> **Exercise details**
Scan the records that follow, and whenever a line has the word "tree", copy it.

** Input data follows **

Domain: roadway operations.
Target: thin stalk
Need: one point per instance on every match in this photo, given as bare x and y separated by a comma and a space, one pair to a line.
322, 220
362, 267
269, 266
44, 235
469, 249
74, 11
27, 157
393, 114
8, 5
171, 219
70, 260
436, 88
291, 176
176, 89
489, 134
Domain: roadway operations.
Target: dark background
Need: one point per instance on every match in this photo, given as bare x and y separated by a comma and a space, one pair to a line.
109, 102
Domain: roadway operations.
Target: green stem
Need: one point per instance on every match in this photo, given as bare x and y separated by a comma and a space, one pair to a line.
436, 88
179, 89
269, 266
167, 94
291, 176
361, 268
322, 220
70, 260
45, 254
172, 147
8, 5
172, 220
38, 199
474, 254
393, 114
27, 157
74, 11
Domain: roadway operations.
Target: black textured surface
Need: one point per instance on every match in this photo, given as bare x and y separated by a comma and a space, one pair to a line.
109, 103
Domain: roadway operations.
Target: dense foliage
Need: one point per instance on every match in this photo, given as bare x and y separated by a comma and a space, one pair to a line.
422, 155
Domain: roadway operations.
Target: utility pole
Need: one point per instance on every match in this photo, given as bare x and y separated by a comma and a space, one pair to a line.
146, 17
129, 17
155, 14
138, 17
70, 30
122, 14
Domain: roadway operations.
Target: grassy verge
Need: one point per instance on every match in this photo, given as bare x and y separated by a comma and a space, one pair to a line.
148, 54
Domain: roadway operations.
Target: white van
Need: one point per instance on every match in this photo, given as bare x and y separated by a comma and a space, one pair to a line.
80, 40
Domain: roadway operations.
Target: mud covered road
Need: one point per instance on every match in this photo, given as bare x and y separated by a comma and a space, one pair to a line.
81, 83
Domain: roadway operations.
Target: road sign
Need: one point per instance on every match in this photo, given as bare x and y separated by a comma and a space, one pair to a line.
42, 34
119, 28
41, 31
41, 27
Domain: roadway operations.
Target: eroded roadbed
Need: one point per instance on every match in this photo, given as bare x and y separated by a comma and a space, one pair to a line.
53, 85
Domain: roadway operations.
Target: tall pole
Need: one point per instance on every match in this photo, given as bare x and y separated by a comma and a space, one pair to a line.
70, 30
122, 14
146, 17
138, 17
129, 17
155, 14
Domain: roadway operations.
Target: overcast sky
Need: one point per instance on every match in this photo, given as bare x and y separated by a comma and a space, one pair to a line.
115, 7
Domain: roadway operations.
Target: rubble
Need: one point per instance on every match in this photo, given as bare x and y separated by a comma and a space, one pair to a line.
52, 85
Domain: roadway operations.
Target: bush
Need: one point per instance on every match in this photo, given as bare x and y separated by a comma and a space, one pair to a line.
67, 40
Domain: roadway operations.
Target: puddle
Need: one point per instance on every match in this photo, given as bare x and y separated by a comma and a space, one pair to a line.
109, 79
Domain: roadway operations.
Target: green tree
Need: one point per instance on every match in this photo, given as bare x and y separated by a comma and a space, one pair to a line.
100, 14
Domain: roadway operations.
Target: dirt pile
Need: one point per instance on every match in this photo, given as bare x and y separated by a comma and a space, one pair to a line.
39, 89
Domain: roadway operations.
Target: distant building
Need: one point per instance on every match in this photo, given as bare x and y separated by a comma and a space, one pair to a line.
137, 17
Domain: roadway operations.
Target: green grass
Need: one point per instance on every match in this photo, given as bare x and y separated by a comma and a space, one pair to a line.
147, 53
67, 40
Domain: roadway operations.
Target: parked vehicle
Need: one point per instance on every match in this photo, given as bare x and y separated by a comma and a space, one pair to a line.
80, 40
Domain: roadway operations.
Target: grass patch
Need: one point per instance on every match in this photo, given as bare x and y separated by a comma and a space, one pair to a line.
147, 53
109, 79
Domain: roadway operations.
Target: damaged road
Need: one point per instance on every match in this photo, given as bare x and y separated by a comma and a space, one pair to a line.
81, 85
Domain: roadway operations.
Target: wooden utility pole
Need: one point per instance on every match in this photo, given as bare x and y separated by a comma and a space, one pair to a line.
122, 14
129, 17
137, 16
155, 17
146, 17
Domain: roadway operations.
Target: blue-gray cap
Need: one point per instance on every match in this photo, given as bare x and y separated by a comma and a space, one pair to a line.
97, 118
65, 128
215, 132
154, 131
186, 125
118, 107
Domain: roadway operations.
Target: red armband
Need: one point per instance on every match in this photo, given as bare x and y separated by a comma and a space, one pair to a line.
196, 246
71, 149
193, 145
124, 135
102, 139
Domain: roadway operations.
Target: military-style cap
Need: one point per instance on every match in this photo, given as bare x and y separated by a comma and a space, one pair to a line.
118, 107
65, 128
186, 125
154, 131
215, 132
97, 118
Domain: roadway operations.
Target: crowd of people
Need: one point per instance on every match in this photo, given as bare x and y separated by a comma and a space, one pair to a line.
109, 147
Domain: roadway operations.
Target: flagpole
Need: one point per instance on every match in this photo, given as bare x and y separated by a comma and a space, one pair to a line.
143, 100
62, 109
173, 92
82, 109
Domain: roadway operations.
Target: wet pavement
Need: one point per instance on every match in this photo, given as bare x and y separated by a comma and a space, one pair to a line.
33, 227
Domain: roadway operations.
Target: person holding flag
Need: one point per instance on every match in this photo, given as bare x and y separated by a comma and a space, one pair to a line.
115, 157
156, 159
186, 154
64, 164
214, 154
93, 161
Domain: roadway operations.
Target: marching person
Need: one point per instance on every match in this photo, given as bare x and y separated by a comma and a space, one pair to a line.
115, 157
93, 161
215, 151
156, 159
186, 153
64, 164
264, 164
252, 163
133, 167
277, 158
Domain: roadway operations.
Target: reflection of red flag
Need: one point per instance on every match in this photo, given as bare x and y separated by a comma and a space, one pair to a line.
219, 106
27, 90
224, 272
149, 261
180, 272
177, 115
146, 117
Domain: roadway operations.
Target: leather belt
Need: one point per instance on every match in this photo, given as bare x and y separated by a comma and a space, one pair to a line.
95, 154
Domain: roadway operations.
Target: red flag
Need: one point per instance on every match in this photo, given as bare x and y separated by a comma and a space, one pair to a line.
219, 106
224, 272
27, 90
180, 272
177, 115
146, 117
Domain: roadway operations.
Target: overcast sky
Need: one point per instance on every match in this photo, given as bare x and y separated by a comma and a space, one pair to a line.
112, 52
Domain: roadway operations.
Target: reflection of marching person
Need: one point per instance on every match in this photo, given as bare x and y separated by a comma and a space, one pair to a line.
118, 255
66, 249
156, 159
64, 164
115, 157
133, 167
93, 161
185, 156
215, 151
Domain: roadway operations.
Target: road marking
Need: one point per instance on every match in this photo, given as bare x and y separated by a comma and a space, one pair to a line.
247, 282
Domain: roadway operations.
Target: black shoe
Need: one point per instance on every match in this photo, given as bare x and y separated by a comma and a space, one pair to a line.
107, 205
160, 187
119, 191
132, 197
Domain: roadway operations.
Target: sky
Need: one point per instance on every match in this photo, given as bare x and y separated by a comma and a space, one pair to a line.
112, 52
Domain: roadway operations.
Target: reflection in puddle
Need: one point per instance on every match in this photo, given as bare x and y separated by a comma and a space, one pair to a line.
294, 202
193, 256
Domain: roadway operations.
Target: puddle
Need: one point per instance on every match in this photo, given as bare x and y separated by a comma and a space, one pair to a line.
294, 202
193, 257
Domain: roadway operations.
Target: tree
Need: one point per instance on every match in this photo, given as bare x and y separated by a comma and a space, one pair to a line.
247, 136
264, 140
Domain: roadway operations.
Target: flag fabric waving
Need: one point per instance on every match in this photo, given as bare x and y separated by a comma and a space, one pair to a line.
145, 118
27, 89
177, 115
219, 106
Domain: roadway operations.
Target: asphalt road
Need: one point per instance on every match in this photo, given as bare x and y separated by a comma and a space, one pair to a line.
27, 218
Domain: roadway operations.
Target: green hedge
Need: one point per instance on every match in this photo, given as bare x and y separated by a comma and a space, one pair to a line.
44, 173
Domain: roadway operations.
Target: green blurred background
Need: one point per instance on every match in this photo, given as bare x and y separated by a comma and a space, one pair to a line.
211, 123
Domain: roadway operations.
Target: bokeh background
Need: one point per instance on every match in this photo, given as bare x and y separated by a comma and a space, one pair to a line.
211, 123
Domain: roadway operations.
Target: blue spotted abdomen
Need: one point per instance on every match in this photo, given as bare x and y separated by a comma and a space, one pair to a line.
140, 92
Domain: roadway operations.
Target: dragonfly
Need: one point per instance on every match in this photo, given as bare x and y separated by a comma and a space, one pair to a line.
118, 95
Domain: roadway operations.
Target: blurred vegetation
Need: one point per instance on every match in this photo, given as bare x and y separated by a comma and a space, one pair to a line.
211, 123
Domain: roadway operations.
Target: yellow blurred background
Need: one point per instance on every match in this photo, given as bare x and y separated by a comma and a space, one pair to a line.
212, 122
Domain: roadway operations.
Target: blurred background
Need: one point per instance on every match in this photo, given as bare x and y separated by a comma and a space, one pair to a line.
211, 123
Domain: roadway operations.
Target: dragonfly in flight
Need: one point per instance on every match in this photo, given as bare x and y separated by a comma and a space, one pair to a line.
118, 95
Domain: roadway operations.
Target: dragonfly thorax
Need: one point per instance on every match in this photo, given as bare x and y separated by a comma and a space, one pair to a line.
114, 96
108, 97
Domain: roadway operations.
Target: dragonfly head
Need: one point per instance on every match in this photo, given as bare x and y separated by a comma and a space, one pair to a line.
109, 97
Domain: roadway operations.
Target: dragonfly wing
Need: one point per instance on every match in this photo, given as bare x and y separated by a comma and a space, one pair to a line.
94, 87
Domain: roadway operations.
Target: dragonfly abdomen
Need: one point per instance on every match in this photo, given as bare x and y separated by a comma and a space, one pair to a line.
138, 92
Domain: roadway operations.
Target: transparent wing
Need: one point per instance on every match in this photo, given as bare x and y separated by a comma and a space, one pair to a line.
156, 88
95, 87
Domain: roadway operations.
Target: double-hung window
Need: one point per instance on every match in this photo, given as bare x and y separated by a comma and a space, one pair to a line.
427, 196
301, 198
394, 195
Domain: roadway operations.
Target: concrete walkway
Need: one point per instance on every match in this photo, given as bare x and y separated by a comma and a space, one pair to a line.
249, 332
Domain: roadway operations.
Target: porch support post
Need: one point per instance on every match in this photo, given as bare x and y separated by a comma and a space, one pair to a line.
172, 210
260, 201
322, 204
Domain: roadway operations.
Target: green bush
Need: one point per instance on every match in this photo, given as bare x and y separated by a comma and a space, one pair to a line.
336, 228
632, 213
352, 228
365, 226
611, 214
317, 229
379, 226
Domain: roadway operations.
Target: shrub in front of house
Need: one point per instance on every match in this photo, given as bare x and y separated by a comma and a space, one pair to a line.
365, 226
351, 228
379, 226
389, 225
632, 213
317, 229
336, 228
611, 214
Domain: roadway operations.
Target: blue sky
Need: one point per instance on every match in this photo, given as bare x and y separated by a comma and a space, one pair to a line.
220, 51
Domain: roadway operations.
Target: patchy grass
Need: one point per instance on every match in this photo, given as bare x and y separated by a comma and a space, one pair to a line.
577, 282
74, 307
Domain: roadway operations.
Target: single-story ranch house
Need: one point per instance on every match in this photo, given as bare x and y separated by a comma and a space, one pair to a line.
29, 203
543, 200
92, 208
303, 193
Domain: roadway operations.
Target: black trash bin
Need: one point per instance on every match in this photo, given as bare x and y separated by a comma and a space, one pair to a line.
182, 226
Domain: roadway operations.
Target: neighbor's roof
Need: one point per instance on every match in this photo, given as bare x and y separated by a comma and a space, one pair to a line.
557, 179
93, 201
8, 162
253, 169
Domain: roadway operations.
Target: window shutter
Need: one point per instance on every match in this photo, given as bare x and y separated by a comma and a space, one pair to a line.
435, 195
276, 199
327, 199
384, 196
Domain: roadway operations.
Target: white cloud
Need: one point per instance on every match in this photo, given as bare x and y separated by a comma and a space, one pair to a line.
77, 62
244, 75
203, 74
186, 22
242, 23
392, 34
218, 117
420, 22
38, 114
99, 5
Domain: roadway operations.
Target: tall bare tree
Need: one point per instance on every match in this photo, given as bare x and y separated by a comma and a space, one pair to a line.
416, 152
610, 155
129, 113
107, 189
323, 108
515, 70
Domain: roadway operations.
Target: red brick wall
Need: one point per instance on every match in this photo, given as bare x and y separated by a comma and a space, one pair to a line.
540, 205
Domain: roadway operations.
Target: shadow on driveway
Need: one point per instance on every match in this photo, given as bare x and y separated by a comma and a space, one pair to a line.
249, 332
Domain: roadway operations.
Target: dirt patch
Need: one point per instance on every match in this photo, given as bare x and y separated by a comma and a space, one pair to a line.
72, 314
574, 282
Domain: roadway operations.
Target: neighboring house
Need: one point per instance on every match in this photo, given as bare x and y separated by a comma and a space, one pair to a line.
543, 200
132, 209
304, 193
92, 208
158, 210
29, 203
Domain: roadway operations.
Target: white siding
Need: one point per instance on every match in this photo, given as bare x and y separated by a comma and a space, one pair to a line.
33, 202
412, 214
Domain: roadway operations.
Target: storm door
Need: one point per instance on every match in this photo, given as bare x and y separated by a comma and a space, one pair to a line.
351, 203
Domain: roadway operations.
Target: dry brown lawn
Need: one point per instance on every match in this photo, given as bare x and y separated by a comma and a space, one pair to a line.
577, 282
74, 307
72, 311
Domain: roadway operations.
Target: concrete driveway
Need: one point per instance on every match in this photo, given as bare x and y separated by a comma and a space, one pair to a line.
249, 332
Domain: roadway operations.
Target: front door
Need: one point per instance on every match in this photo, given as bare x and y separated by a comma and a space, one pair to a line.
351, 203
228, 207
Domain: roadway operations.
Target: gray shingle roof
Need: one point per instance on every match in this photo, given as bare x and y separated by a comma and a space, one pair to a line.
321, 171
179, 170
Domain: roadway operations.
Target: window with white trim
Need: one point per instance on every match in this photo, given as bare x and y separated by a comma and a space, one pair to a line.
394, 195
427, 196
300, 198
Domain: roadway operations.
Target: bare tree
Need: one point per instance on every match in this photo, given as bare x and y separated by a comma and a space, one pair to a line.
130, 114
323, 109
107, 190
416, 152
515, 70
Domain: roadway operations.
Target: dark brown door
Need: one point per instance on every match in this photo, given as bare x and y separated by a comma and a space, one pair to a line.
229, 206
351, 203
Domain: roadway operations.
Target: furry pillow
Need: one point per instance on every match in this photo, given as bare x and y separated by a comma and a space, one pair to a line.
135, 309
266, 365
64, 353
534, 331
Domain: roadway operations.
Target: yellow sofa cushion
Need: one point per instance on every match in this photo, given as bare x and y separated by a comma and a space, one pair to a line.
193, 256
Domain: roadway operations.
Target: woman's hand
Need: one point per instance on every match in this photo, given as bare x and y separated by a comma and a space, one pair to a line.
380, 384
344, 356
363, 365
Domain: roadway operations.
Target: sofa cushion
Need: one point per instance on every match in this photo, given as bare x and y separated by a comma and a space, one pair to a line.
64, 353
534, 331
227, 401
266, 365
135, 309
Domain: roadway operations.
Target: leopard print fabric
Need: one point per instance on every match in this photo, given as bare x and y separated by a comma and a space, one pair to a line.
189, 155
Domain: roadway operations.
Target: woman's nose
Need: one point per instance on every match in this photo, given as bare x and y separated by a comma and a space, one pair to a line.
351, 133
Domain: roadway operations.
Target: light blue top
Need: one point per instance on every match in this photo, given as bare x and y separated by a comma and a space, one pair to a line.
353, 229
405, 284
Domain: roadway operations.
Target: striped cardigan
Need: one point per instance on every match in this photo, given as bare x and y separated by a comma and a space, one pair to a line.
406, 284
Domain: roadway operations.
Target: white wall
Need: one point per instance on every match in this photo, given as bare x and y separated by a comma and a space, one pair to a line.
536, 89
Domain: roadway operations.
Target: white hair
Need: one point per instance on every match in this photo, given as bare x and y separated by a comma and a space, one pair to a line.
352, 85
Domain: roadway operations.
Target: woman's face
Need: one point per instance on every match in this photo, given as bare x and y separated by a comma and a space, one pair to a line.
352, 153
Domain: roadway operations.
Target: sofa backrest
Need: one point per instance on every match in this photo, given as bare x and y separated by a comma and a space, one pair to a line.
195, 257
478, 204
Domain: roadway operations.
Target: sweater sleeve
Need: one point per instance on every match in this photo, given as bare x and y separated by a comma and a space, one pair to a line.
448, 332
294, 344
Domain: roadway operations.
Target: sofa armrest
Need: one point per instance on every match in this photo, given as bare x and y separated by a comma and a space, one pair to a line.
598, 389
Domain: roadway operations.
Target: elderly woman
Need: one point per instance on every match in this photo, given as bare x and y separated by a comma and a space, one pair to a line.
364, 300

** End of Input data **

> **Response**
Target: green tree
Target: tree
Target: tall bare tree
Target: bare tree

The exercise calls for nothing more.